* Set task *
Could you convert the stretch of records from the line containing "Mark all instances of decorative figurine" through the line containing "[313,239,569,336]" into a Markdown table with the columns Row and Text? Each line goes in its own row, with blank lines left out.

====== Material to process

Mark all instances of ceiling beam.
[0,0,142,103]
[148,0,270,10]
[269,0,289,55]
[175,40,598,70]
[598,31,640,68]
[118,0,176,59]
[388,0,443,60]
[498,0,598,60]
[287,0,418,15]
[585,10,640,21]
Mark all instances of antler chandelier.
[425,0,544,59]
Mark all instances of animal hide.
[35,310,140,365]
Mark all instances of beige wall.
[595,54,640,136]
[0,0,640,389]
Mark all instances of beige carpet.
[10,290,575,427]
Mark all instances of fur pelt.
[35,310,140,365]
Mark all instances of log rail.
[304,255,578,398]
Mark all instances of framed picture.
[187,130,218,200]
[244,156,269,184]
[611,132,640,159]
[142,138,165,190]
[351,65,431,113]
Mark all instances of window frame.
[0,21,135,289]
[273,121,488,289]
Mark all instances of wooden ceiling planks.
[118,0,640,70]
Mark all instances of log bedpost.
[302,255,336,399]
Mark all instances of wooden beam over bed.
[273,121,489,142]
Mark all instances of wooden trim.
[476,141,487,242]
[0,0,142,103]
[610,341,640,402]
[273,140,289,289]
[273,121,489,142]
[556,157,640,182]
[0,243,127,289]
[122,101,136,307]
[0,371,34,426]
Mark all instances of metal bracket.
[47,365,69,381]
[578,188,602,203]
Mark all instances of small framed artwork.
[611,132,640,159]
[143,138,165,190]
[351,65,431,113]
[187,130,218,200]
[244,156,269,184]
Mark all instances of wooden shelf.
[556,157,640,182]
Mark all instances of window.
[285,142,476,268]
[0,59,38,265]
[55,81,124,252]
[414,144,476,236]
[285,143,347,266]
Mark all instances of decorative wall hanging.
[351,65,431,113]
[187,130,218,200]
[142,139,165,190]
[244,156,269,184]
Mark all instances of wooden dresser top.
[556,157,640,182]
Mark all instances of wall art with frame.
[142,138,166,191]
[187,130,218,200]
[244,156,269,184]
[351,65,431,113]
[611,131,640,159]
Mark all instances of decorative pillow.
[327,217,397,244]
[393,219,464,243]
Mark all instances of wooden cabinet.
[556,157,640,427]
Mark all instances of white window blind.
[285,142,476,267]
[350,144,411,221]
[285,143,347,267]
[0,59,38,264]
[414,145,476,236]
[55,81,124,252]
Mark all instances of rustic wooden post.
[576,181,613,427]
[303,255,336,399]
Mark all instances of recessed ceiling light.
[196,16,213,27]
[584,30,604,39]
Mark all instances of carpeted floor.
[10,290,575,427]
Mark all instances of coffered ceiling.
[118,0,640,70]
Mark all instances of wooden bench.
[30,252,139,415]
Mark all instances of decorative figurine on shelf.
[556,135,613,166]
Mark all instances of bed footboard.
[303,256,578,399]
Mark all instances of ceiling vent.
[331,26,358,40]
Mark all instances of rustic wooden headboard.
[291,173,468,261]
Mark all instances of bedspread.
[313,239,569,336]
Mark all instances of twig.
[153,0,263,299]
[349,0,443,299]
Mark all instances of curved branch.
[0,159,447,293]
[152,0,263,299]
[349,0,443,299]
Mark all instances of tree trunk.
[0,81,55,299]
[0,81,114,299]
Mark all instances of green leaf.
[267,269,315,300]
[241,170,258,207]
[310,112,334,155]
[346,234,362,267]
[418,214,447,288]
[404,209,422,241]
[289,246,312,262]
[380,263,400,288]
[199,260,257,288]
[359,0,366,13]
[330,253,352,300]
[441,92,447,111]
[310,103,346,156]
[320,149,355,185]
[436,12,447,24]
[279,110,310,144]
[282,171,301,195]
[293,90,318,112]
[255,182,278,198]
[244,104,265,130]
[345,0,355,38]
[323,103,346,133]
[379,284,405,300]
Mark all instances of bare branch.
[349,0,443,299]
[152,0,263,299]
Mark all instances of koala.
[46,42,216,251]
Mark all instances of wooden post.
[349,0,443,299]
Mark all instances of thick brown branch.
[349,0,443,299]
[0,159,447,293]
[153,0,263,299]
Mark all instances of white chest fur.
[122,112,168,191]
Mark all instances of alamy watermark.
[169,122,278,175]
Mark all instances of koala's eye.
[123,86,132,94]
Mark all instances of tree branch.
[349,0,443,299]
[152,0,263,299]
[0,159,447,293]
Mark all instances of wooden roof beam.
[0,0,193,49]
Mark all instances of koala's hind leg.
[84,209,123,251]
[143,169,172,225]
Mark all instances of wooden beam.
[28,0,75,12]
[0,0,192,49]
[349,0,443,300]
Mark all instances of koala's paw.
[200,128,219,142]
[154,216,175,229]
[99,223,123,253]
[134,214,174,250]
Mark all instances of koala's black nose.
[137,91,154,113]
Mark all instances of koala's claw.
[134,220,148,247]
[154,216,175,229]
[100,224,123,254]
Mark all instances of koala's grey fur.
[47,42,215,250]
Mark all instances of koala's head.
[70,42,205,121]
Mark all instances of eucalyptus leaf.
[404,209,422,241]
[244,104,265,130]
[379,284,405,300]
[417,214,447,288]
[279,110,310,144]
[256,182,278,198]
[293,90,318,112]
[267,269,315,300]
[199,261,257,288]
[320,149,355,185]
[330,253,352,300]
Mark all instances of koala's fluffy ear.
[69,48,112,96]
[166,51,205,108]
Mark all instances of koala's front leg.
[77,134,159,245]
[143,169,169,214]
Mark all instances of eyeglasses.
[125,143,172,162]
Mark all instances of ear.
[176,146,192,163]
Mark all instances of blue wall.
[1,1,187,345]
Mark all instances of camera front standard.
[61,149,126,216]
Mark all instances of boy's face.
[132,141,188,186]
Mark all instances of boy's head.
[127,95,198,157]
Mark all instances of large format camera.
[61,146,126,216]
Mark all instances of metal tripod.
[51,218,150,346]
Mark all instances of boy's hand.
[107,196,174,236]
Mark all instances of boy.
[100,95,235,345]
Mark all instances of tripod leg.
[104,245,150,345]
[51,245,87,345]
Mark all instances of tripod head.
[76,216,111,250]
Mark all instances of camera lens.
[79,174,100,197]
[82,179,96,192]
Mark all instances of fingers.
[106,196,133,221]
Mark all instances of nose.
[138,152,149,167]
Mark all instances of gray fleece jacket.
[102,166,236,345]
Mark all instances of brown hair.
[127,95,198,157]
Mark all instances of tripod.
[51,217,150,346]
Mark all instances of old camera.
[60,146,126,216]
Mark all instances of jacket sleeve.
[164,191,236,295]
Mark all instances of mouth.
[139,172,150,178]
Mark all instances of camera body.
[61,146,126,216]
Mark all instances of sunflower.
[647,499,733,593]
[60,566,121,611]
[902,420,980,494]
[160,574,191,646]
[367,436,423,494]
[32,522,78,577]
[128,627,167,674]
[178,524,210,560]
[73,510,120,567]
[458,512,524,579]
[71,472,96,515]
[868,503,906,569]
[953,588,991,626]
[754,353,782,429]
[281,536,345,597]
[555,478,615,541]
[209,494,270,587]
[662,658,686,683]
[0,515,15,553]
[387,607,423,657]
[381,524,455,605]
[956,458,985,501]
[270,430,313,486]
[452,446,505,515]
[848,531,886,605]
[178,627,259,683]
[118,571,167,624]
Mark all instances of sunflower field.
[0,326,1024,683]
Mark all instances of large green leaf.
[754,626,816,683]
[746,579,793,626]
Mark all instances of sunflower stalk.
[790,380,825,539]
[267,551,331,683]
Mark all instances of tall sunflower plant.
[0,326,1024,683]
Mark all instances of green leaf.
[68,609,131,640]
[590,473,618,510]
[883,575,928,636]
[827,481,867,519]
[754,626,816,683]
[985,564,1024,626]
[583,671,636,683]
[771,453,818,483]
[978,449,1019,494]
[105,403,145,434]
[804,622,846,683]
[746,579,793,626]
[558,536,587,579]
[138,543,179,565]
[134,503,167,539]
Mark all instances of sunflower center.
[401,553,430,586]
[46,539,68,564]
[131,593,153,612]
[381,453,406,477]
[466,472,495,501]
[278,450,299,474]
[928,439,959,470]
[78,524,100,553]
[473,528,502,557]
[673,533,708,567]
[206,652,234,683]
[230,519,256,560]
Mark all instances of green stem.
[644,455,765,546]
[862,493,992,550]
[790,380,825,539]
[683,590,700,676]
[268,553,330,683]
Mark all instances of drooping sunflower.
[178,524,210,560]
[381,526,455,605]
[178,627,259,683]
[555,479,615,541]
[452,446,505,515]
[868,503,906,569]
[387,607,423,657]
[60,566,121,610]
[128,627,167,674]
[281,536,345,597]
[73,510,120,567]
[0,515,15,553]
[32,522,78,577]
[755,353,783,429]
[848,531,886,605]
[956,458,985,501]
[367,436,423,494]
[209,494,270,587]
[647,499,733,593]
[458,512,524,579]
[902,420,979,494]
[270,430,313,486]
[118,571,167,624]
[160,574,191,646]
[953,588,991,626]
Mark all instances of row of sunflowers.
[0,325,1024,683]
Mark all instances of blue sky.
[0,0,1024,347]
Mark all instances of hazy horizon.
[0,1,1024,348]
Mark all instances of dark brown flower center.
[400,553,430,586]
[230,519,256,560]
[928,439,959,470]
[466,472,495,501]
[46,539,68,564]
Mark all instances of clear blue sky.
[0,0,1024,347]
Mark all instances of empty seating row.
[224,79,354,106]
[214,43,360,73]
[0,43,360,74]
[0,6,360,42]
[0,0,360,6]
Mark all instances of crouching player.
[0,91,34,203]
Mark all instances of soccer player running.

============

* Task result *
| Row | Text |
|---|---|
| 1 | Mark all instances of decorative figurine on shelf. |
| 2 | [556,135,613,166] |
| 3 | Mark all instances of bed footboard. |
| 4 | [303,256,578,399] |
| 5 | Mark all instances of ceiling vent. |
| 6 | [331,26,358,40] |
| 7 | Mark all instances of rustic wooden headboard. |
| 8 | [291,173,468,261] |
| 9 | Mark all instances of bedspread. |
| 10 | [313,239,569,336] |